_Input for this task_
= = = = = = =
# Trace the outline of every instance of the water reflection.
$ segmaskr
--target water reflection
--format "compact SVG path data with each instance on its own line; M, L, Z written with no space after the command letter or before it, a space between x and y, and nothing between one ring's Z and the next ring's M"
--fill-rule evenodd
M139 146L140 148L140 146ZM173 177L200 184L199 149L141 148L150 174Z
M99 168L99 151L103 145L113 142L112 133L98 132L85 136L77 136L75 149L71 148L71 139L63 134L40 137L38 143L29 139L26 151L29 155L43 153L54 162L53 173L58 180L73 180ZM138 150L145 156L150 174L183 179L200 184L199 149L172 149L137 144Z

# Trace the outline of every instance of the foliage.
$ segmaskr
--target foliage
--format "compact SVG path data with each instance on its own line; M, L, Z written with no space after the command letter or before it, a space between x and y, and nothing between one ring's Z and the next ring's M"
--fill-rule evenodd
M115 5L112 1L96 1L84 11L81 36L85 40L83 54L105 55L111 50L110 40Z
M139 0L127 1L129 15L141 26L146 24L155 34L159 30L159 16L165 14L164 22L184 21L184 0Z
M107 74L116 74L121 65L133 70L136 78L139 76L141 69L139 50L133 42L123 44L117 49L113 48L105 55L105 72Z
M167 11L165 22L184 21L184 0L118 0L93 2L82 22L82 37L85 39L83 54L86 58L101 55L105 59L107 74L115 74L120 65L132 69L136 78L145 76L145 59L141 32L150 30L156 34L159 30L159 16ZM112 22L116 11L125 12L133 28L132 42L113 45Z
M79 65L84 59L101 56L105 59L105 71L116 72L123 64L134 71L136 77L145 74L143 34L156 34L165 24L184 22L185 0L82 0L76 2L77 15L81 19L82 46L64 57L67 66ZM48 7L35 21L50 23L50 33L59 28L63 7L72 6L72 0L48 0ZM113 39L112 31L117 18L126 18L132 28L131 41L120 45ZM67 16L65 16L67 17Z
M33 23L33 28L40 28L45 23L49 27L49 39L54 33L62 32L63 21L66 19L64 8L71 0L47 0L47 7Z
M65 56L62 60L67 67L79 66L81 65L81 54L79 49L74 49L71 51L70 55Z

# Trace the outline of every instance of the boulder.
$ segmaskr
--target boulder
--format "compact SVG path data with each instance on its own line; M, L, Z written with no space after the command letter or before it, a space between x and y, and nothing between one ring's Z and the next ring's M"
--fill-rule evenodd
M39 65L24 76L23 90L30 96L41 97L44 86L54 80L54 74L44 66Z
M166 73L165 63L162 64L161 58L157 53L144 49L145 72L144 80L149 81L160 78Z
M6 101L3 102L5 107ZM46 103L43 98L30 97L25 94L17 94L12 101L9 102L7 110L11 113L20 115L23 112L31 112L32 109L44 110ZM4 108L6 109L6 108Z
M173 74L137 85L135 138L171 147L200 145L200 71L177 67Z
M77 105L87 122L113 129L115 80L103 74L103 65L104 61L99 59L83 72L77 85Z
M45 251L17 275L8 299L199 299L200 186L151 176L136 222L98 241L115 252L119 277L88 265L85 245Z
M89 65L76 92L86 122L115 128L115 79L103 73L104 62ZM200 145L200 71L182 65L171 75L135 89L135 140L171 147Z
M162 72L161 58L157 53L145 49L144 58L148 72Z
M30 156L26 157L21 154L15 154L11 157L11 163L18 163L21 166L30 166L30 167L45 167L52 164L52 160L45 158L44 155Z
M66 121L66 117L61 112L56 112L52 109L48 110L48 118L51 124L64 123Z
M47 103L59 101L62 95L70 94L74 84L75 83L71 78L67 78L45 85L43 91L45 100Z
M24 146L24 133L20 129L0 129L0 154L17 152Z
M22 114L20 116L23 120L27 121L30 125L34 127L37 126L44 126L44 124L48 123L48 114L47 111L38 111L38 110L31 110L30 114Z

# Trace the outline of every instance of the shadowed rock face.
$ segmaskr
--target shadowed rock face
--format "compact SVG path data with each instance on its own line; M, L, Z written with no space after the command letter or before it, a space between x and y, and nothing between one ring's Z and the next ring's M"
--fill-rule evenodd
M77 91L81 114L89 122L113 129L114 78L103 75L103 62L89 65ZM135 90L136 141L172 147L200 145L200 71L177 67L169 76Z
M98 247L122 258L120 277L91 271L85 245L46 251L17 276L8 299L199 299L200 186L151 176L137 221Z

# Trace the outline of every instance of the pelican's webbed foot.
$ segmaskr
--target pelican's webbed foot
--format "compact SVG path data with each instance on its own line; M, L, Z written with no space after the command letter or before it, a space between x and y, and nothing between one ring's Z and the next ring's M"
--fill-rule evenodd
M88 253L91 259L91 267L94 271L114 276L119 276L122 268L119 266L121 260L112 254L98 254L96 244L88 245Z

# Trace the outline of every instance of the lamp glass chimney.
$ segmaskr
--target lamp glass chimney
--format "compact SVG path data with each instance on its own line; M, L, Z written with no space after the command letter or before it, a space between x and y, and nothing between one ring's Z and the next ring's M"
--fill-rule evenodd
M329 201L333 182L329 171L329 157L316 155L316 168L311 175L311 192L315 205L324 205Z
= = = = = = =
Only the lines from the one containing "--target pelican's webbed foot" through the end of the material belong in the answer, each restated word for word.

_Solution to this problem_
--target pelican's webbed foot
--format "compact SVG path data with each instance on its own line; M, L, Z written with no space after the command letter or before it, a space between x and y, and nothing between one ring's Z and the next ring's M"
--fill-rule evenodd
M88 253L91 259L91 267L94 271L114 276L119 276L122 268L119 266L121 260L112 254L98 254L96 244L88 245Z

# Trace the outline of every instance of the lamp glass chimney.
$ segmaskr
--target lamp glass chimney
--format "compact SVG path data with each instance on its own line; M, L, Z written with no space after the command letter or before it, a space between x and y, and nothing between one ring's Z and the next ring's M"
--fill-rule evenodd
M329 201L333 182L329 171L329 157L316 155L316 168L311 175L311 192L315 205L324 205Z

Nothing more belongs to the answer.